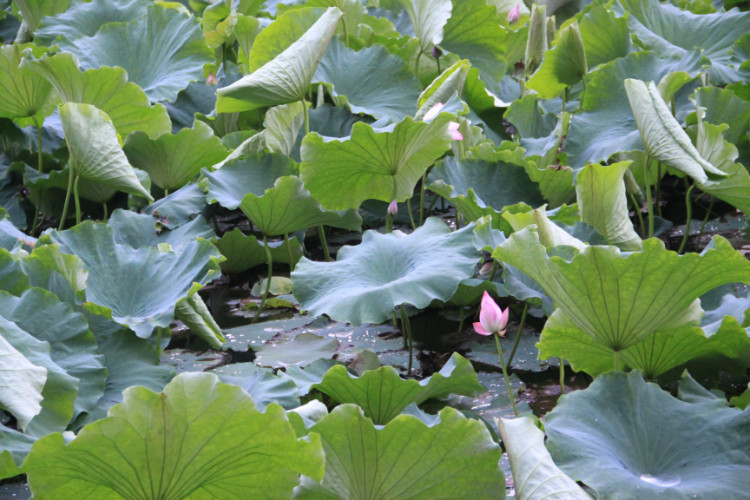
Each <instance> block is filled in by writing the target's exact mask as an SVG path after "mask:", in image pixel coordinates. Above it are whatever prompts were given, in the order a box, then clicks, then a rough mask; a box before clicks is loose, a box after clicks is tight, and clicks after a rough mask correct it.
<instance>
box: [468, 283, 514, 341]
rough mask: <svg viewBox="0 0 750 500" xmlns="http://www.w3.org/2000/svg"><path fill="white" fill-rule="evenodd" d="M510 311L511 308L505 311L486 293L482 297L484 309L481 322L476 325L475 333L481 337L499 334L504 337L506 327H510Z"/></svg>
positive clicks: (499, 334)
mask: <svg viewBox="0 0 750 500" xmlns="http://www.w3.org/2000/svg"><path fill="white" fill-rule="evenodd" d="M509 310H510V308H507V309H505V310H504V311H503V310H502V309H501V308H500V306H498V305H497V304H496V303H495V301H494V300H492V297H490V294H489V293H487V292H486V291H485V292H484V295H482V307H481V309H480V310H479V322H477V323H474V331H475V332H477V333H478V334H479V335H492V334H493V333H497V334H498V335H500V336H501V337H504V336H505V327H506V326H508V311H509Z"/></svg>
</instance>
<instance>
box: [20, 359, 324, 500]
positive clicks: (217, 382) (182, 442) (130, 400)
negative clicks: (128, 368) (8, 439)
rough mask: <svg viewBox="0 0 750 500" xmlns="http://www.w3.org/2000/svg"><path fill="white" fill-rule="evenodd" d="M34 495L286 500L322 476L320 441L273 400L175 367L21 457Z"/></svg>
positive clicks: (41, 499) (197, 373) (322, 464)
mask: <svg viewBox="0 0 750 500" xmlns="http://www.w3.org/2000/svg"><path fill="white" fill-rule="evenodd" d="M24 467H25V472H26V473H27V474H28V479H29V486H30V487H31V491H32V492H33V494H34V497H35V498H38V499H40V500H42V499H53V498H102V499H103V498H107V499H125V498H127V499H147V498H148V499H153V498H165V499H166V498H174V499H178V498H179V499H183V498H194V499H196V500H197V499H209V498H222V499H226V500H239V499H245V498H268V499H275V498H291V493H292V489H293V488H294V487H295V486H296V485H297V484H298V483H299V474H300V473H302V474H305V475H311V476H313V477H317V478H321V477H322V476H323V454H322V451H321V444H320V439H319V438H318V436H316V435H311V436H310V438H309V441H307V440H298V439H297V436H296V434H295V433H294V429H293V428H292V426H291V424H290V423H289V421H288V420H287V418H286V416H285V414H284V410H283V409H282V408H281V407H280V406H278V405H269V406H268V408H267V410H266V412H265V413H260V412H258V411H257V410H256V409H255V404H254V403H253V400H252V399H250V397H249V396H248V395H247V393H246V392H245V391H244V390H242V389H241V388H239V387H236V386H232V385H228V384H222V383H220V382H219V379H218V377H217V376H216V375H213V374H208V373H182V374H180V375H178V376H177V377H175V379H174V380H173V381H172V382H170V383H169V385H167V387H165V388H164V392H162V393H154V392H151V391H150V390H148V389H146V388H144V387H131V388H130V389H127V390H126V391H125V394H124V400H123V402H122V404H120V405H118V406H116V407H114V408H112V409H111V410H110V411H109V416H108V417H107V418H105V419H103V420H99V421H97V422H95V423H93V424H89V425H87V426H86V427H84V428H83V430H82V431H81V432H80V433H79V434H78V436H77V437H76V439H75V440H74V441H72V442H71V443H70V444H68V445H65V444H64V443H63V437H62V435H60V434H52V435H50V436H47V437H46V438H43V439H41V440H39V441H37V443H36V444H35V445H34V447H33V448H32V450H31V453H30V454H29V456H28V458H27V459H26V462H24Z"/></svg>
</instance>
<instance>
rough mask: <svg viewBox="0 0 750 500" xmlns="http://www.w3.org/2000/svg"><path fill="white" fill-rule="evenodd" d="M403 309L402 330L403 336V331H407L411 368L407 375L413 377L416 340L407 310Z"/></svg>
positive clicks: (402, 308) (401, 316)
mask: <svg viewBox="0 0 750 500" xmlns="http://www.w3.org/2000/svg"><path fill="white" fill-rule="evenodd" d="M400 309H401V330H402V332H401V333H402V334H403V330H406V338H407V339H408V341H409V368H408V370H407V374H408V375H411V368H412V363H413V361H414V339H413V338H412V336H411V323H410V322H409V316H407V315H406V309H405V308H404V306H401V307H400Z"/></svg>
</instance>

■ ■ ■

● **Activity**
Could you repeat exactly the lines in the listing above from the one with "negative clicks: (128, 368) (8, 439)" down to the one with "495L286 500L322 476L320"? Include both of those lines.

● **The answer**
negative clicks: (128, 368) (8, 439)
rough mask: <svg viewBox="0 0 750 500" xmlns="http://www.w3.org/2000/svg"><path fill="white" fill-rule="evenodd" d="M34 495L286 500L322 476L320 441L273 400L175 367L21 457Z"/></svg>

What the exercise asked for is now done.